● **Exercise objective**: Repeat the records below exactly, leaving out every picture.

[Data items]
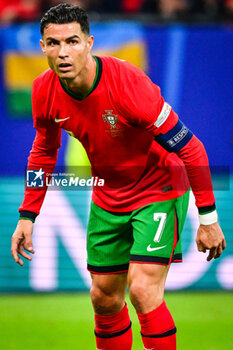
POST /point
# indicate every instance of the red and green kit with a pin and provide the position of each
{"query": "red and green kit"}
(138, 145)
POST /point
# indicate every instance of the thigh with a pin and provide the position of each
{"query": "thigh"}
(109, 240)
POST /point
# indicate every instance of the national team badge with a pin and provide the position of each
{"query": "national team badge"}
(111, 119)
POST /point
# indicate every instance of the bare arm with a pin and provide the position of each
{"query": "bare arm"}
(22, 240)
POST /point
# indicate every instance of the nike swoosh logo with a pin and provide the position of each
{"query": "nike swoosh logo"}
(61, 120)
(149, 249)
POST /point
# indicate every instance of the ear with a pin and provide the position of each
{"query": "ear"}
(42, 45)
(90, 42)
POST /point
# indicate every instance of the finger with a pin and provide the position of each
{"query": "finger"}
(224, 244)
(218, 252)
(200, 247)
(14, 250)
(212, 253)
(24, 254)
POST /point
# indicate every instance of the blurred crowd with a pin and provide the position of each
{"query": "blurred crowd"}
(31, 10)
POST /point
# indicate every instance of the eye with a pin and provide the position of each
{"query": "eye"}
(52, 43)
(73, 42)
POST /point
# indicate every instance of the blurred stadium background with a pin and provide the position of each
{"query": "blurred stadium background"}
(186, 47)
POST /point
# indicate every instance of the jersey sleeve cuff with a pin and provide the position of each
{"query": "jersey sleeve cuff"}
(27, 215)
(208, 218)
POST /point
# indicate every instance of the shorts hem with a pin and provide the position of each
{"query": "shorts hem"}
(145, 259)
(108, 270)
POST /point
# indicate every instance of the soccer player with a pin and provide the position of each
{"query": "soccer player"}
(147, 157)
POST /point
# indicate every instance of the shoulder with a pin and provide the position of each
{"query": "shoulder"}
(43, 87)
(120, 66)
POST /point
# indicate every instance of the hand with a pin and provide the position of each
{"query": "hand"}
(210, 237)
(22, 239)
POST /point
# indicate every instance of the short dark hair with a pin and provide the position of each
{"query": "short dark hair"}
(65, 13)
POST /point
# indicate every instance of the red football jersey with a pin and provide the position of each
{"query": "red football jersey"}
(116, 123)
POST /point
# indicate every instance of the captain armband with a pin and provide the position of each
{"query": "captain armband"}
(176, 138)
(208, 215)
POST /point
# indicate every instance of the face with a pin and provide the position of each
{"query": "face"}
(66, 48)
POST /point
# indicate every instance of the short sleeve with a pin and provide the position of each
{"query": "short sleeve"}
(141, 102)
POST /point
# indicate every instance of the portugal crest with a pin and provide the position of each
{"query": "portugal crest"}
(111, 119)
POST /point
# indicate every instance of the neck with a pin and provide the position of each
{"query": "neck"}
(84, 80)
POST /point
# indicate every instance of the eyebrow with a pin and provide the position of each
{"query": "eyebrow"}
(67, 39)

● **Expected answer**:
POST /point
# indicate every instance of the red and green kit with a pin and provide the position of each
{"query": "red and green kit"}
(138, 145)
POST /point
# indicate every instance of the thigh with a pin and provide the position of each
{"query": "thigh"}
(109, 240)
POST /point
# indicate every instance of the national team badge with a pin and provide the position of each
{"query": "national team badge"}
(111, 119)
POST /point
# indicate every instance of the bare arm with a pin and provide the position of each
{"query": "bare arm"}
(22, 240)
POST /point
# indicate every instance of the nike swoosh logo with a pin and provide the position of each
{"query": "nike swoosh logo"}
(61, 120)
(149, 249)
POST /point
# indicate every instance of the ear with a pin and provide the position of each
{"query": "ear"}
(42, 45)
(90, 42)
POST /point
# indicate every instance of the finger with a pin and provide the position of each
{"query": "finger"}
(224, 244)
(218, 252)
(200, 247)
(14, 250)
(212, 253)
(24, 254)
POST /point
# indicate every instance of the blurred crowd with a pin and provide the position of each
{"query": "blurred crowd"}
(31, 10)
POST /point
# indicate every instance of the eye with a pin and provide the position of each
{"query": "eye"}
(52, 43)
(73, 42)
POST /point
# indicate every instance of the blurred stadium background with a pin and provide the position of each
{"query": "blurred stadium background"}
(186, 47)
POST /point
# indicate every instance of the jersey sleeve cuff with a pin and provide the position of each
{"query": "jersey sleeve cuff"}
(27, 215)
(208, 218)
POST /point
# indicate every instance of the shorts hem with a pin and provide the position of each
{"query": "shorts hem"}
(145, 259)
(108, 270)
POST /point
# indicate every instance of the soccer player with a pin and provide the position of each
{"query": "soccer player"}
(147, 157)
POST /point
# indicate every instance of the shoulder with a pin and provide the position of each
{"query": "shoulder"}
(43, 87)
(120, 66)
POST /point
# indicate every instance of the hand with a pin and provide the position of each
{"query": "hand"}
(210, 237)
(22, 239)
POST /point
# indicate every instance of the short dark hair with a pin and provide the position of each
{"query": "short dark hair"}
(65, 13)
POST /point
# indicate every instance of the red football jersey with a pin and provide the position of each
{"query": "red football jersey"}
(116, 123)
POST /point
# indicate every instance of the captain armband with a pin and provide the position of each
{"query": "captain armband"}
(176, 138)
(208, 215)
POST /point
# indicate every instance of the face with a pin and provide the position of each
{"query": "face"}
(66, 48)
POST /point
# indicate every instance of the short sleeve with a pin and provide the position of each
{"query": "short sleeve"}
(141, 102)
POST /point
# indicate every instance of the portugal crest with a pin and provide the position of each
{"query": "portugal crest"}
(111, 119)
POST /point
# indicate every instance of the neck with a pin and provide the position of each
{"query": "neck"}
(84, 80)
POST /point
# indicate every instance of the eyebrow with a pin and provide the position of each
{"query": "eyebrow"}
(67, 39)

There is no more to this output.